▸ **TASK STATEMENT**
Here is the task for the records below: repeat exactly the lines from the one with "yellow flower cluster." to the one with "the blue sky.", both included, and nothing else.

▸ **EXERCISE DATA**
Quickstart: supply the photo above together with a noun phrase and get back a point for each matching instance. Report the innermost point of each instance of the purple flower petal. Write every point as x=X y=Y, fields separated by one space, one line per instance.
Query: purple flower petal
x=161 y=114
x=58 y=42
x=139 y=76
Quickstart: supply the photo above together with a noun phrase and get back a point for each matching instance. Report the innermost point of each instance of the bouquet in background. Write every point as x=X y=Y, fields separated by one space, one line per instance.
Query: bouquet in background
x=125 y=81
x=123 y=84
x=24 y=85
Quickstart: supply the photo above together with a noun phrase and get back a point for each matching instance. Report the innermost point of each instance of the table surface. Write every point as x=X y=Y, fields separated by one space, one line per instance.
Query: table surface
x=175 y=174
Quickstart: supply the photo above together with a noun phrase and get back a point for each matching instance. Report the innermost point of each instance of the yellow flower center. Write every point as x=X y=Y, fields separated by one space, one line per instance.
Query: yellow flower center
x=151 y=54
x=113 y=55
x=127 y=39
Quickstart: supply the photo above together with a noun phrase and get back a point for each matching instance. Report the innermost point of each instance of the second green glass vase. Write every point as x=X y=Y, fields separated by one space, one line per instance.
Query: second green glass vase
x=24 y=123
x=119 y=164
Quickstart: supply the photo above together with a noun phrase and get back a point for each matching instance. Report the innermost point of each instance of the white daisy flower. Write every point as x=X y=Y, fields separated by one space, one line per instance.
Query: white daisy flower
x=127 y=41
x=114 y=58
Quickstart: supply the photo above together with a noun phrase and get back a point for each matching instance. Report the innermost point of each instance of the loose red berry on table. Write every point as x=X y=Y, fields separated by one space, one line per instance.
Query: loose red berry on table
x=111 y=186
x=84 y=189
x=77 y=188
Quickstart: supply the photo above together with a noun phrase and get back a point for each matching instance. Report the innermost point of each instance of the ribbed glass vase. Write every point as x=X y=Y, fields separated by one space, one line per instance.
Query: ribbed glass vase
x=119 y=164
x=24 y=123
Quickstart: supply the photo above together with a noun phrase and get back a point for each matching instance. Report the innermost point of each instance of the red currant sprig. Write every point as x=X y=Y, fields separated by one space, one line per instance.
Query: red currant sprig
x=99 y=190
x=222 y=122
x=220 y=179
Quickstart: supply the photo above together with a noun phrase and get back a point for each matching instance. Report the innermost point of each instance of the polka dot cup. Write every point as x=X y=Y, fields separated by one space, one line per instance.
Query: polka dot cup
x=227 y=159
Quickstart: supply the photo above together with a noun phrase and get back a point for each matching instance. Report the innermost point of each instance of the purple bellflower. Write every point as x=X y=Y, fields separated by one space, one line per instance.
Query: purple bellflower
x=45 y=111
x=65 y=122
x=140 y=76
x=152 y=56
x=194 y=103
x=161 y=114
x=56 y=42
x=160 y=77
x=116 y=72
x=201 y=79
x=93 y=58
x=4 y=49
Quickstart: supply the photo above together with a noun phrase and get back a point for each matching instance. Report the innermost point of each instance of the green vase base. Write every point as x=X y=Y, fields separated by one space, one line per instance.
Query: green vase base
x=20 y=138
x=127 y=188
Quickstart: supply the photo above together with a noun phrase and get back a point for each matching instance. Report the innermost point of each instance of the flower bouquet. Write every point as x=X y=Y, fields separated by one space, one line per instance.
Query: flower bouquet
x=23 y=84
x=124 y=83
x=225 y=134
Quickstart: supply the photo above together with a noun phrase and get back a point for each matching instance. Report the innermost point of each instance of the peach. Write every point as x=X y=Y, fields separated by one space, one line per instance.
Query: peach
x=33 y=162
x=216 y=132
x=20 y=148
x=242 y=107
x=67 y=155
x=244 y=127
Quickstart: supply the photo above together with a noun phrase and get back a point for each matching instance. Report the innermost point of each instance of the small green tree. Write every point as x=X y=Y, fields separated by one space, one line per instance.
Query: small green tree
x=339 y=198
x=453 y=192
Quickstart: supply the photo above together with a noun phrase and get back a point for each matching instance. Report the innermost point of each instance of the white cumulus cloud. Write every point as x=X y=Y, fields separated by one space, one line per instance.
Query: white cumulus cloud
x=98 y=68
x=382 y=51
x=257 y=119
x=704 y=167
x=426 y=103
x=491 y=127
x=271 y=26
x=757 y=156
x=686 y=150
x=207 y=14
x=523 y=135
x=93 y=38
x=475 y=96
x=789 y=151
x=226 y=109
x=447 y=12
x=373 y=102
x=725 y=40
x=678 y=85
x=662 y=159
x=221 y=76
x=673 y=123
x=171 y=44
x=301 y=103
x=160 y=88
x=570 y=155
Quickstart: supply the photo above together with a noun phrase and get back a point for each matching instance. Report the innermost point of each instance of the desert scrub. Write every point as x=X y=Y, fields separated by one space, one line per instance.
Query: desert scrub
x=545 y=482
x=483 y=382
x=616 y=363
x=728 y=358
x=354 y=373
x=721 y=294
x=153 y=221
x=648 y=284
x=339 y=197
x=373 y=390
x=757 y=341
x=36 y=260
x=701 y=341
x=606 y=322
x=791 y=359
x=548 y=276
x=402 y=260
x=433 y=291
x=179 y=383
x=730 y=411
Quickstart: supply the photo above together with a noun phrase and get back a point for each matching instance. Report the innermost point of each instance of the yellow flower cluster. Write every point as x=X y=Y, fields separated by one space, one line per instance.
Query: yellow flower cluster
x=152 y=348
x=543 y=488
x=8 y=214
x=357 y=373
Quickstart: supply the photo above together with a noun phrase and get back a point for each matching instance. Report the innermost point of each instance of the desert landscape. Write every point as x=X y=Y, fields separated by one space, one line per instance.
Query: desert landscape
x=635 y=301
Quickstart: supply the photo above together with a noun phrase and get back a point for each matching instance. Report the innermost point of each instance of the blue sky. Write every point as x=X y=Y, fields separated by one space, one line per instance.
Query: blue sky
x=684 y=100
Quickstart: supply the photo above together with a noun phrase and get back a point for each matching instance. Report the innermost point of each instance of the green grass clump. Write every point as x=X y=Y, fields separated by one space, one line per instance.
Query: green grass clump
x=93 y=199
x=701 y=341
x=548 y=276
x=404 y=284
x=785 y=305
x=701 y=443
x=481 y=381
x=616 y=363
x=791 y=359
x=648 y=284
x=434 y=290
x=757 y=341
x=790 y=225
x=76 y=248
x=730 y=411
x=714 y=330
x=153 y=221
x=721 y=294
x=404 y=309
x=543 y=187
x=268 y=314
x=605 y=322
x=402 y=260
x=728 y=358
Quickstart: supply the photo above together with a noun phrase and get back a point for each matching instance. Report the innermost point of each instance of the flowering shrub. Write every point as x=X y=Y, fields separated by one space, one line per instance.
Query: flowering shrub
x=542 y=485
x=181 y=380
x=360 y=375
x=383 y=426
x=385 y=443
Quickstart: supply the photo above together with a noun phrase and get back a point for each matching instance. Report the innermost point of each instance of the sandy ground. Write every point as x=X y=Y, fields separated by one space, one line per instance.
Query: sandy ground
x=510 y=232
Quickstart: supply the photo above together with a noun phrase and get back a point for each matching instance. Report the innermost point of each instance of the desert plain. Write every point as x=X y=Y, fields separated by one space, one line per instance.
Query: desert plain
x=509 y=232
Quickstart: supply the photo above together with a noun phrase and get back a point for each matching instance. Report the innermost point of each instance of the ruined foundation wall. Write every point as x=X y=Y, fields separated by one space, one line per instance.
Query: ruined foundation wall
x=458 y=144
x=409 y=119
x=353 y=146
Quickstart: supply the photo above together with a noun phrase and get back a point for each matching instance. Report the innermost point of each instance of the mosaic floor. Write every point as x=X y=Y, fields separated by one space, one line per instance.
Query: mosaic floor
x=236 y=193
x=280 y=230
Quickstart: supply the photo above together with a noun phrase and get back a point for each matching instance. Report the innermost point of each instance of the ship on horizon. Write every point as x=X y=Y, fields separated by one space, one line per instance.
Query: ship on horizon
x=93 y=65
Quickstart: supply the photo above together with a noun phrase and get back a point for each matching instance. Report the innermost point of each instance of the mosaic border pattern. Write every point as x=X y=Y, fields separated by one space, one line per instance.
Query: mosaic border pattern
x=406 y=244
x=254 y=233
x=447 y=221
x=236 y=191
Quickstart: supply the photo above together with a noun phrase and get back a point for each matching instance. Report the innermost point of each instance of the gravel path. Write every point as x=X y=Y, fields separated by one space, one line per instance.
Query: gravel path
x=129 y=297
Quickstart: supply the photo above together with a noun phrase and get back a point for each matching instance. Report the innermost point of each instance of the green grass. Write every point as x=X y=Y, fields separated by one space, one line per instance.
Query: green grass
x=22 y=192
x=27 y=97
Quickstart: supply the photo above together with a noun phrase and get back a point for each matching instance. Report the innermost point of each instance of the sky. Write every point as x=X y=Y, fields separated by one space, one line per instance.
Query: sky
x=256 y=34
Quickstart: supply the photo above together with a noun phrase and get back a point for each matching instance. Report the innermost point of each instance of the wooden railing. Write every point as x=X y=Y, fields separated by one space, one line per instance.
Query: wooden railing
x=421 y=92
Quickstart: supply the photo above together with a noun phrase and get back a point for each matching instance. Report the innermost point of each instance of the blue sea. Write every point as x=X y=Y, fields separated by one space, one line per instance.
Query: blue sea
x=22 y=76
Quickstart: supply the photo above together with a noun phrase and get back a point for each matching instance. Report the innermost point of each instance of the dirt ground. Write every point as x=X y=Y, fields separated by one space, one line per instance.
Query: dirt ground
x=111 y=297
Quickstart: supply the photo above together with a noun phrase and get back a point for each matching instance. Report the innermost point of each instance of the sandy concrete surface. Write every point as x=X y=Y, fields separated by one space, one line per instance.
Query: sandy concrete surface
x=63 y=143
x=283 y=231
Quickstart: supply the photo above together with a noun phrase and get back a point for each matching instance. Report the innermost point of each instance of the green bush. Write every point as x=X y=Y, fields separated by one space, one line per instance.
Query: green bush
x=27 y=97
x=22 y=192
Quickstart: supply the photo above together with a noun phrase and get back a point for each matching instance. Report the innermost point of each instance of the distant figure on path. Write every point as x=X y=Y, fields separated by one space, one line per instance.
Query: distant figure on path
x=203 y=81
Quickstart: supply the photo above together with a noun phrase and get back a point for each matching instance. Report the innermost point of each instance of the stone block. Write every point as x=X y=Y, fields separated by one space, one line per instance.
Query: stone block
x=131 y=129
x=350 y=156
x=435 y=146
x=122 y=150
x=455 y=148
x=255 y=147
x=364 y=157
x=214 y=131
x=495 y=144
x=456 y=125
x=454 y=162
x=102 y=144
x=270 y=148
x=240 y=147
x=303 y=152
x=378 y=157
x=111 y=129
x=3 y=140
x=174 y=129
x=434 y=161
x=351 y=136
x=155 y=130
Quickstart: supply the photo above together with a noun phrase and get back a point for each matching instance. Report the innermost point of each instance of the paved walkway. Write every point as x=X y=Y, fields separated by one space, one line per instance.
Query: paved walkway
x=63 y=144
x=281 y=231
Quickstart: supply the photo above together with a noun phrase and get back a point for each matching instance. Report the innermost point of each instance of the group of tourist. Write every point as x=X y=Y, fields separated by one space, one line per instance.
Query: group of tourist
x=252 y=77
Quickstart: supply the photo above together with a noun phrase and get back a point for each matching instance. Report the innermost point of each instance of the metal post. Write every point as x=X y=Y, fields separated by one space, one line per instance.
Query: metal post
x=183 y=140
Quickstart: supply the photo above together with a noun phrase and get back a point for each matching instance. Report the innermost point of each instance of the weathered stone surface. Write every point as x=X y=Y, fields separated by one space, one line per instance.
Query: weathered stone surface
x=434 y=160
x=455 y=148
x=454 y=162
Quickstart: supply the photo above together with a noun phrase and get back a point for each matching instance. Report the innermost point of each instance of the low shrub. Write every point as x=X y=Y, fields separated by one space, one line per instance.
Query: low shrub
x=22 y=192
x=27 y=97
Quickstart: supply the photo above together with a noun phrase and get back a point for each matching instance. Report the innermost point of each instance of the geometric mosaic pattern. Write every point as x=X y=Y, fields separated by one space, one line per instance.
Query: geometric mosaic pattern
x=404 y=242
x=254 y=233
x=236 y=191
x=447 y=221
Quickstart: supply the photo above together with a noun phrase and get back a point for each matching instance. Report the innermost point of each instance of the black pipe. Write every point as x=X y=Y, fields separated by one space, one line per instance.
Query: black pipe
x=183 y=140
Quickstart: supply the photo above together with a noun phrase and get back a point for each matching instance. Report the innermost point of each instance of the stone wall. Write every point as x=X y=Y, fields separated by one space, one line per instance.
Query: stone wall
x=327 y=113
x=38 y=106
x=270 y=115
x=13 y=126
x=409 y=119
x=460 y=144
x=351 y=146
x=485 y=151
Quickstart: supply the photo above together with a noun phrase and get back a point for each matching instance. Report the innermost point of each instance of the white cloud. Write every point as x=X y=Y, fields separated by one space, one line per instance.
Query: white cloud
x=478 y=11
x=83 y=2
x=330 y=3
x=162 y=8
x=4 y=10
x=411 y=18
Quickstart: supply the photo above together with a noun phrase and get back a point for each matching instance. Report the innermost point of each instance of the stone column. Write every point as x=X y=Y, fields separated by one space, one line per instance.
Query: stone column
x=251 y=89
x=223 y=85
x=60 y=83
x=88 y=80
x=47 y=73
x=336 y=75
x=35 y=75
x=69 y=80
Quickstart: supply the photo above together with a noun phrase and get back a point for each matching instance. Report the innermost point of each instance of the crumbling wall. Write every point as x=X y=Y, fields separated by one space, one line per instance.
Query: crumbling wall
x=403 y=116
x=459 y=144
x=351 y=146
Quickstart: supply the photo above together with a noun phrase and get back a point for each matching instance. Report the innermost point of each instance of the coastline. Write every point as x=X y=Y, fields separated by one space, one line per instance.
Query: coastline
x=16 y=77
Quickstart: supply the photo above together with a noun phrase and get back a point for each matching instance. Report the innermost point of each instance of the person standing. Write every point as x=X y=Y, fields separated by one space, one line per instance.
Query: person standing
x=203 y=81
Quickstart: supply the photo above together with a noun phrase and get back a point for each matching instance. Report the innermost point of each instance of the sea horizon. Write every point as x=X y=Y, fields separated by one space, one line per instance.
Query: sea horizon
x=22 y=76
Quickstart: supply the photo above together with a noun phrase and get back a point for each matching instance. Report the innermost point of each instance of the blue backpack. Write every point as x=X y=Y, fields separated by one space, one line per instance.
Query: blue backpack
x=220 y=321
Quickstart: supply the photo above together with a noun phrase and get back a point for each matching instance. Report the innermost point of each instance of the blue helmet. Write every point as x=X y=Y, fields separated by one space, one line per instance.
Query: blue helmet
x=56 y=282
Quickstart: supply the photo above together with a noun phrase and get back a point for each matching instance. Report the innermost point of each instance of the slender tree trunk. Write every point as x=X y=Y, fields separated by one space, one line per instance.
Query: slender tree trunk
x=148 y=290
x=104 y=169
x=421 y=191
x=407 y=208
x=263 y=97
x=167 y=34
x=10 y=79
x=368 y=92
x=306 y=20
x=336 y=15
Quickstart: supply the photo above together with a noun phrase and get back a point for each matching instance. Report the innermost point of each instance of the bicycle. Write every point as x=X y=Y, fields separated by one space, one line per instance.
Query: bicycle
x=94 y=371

▸ **RESULT OF THIS TASK**
Quickstart: supply the photo above together with a noun phrase and get back a point for each matching instance. Report the innermost point of each instance of the yellow flower cluster. Write every point as x=X y=Y, fields separated by one space, one line per instance.
Query: yellow flower cluster
x=152 y=348
x=543 y=488
x=8 y=214
x=357 y=373
Quickstart: supply the photo above together with a noun phrase and get back a point for each matching instance. Report the innermost point of each instance of the desert landscape. Write every point as x=X y=Y, fields separated by one space, one line per instance.
Query: desert landscape
x=635 y=301
Quickstart: supply the photo above together with a noun phrase and get back a point for each matching instance. Report the innermost point of each instance of the blue sky. Write every point as x=X y=Y, fields separated by one space, one line per instance.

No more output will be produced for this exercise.